[Extracted material]
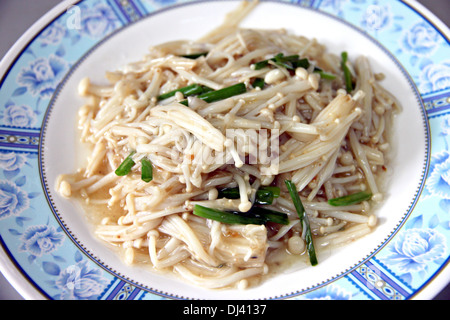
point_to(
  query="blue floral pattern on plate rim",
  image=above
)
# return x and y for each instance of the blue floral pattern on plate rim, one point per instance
(57, 268)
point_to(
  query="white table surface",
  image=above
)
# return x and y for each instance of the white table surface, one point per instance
[/Extracted material]
→ About this exercise:
What the answer needs is every line from the data above with "surface" in it.

→ Result of this task:
  query="white table surface",
# return x and y for each instance of the white table surface, one point per instance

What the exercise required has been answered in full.